Referring expression data
____
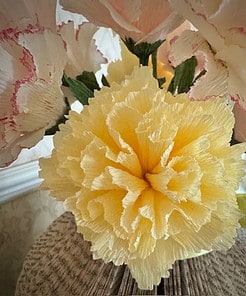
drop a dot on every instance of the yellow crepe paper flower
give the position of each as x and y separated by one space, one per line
150 178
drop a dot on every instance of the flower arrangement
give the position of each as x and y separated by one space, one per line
147 167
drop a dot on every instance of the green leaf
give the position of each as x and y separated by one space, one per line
89 79
81 92
142 50
241 200
60 120
183 76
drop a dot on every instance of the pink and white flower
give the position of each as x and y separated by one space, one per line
141 20
82 53
221 43
31 99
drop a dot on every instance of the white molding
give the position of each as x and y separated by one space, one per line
18 180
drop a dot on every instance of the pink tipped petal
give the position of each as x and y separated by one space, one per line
____
If a line in the records above contains the word "every", copy it.

WRITTEN RESPONSE:
drop a dot on every instance of the yellow crepe paper flower
drop a dot on every instance of the flower arrangement
drop a dot on every instance of the green leaf
drop a dot on every instance of the pink and white flower
drop a dot on every instance of the white molding
drop a dot on every instance of the pink tipped petal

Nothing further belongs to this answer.